**About this exercise:** Each line of the data below should be repeated exactly.

★ ★ ★

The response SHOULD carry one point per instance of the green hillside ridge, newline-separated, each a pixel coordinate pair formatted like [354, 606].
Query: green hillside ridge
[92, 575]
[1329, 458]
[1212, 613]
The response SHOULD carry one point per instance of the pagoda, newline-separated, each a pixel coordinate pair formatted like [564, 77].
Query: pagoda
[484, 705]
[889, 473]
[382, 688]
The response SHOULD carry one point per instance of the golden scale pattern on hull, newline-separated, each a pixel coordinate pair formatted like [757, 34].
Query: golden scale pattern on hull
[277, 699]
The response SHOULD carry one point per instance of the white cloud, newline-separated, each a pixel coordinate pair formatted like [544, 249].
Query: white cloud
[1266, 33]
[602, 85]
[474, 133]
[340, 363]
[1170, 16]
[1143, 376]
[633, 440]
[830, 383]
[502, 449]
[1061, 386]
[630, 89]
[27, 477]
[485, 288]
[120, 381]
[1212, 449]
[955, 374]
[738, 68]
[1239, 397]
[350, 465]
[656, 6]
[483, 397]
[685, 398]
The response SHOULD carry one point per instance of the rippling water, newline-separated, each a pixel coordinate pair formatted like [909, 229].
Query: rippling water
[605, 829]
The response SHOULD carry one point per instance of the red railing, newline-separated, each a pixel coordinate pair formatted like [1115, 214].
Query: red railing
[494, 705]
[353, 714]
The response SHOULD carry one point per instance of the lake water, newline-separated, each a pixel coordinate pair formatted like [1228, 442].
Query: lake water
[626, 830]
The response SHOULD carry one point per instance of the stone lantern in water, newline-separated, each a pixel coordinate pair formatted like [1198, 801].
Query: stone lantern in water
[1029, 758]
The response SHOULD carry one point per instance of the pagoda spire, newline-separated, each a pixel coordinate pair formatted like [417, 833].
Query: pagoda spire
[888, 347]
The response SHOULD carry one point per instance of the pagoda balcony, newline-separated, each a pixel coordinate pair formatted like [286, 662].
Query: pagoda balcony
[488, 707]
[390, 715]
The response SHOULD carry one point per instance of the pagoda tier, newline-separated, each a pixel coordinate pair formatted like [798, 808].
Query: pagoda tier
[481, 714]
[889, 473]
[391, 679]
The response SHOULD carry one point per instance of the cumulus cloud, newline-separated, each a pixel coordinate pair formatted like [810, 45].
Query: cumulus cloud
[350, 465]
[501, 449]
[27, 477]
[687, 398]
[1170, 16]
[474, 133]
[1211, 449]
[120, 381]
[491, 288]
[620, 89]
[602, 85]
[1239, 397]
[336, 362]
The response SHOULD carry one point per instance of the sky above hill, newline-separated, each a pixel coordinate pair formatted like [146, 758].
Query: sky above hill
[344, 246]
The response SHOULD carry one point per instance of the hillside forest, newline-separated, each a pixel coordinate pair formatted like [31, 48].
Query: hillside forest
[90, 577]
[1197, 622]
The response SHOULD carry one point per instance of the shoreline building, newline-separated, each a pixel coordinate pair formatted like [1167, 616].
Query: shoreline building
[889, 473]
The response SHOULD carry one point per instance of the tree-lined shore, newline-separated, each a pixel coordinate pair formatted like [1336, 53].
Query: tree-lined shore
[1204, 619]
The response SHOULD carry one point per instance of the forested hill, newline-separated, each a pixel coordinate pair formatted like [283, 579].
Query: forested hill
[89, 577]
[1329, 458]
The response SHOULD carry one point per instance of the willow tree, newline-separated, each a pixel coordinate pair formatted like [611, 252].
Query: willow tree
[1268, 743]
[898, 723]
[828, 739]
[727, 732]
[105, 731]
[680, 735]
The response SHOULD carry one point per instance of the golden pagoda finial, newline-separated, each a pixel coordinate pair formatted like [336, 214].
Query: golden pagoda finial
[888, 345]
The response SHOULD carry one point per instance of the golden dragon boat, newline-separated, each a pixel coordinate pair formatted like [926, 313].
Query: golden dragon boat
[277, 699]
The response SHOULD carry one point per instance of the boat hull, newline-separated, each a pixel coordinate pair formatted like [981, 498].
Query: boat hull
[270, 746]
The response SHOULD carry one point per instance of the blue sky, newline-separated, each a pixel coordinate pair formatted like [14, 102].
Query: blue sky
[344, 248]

★ ★ ★

**Task solution:**
The response SHOULD carry one point per instance of the green hillside ridge, newline-separated, each a pixel coordinate pair formatted like [354, 606].
Query: green hillside ridge
[92, 575]
[1329, 458]
[1212, 613]
The response SHOULD carry one point per instance of the pagoda, newline-separated, each a pixel coordinate pair formatted like [564, 77].
Query: pagoda
[484, 705]
[889, 473]
[382, 688]
The response SHOULD carry one point per instance of the golden scale pattern on hull, newline-separated, each a pixel coordinate pair formatted like [757, 34].
Query: golden scale pattern on hull
[277, 699]
The response SHOULD carry one point per instance of the white cloud, newline-separated, each a pixel coordinate pair formatted like [544, 249].
Query: white cloud
[1266, 33]
[602, 85]
[474, 133]
[340, 363]
[1170, 16]
[1143, 376]
[633, 440]
[830, 383]
[502, 449]
[1061, 386]
[630, 89]
[27, 477]
[485, 288]
[120, 381]
[1212, 449]
[955, 374]
[738, 68]
[1239, 397]
[350, 465]
[656, 6]
[483, 397]
[685, 398]
The response SHOULD carry one point per instance of the rippling water, newline-separated, each a pixel coordinate pair formatted like [909, 229].
Query: rippling water
[605, 829]
The response SHOULD carry one point per instance of the red railing, newline-separated, each a pixel coordinate pair formatted like [1115, 214].
Query: red railing
[494, 705]
[353, 714]
The response SHOULD carry one point per instance of the lake water, newline-separated, each a pixel coordinate pair formatted like [1228, 442].
Query: lake water
[626, 830]
The response SHOULD carry one point per instance of the stone lantern in water, newline-separated, each a pixel coordinate pair formatted like [1198, 801].
Query: stone lantern in water
[1029, 758]
The response SHOULD carry one point per instance of the pagoda spire, newline-separated, each a pixel coordinate pair formatted like [417, 833].
Query: pagoda spire
[888, 347]
The response SHOULD carry one point per instance of the pagoda balcony, newline-separated, each a pixel coordinate pair formatted like [286, 662].
Query: pagoda balcony
[488, 707]
[390, 715]
The response SHOULD carry one point per instance of the pagoda tier, newline-separated, each a pixel coordinate pair formatted like [798, 808].
Query: pagoda tier
[481, 714]
[889, 473]
[391, 679]
The response SHOULD carry one point per instance of the cumulus cloud, newline-separated, each a pixel coordinate pair formatted like [810, 45].
Query: cumulus cloud
[350, 465]
[501, 449]
[27, 477]
[687, 398]
[1170, 16]
[474, 133]
[1211, 449]
[120, 381]
[491, 288]
[620, 89]
[602, 85]
[1239, 397]
[336, 362]
The response SHOULD carry one point per instance of the sky above hill, newline-separated, each a pixel coordinate pair formatted like [146, 758].
Query: sky above hill
[344, 246]
The response SHOULD carry one point per instance of the hillside forest, newline-separated, each a pixel coordinate pair formatted like [31, 48].
Query: hillside forest
[90, 577]
[1197, 622]
The response SHOULD carry one point per instance of the shoreline building, newline-separated, each a pixel coordinate pair formatted like [1167, 616].
Query: shoreline building
[889, 473]
The response SHOULD carry one point per instance of the tree-lined shore, newline-separated, each a pixel coordinate pair formatted like [1336, 53].
Query: tree-lined shore
[1204, 619]
The response SHOULD carry one point per instance of the forested hill, newline-separated, each a pixel coordinate pair formatted like [283, 579].
Query: forested hill
[89, 577]
[1329, 458]
The response SHOULD carry one point per instance of the willow tree, newline-separated, each a pixel coordinate pair formatted like [611, 252].
Query: willow tree
[1268, 743]
[898, 723]
[828, 739]
[727, 732]
[105, 731]
[680, 735]
The response SHOULD carry one point per instance of the golden pagoda finial, newline-separated, each a pixel coordinate pair formatted like [336, 214].
Query: golden pagoda finial
[888, 345]
The response SHOULD carry one point per instance of the golden dragon boat, newline-separated, each a pixel coordinate pair formatted like [926, 313].
Query: golden dragon boat
[277, 699]
The response SHOULD carry one point per instance of the boat hull, newline-separated, each a pixel coordinate pair formatted like [981, 498].
Query: boat hull
[270, 746]
The response SHOULD carry one point per instance of the blue sky, newline-separated, each a pixel coordinate pair formatted like [14, 102].
Query: blue sky
[344, 248]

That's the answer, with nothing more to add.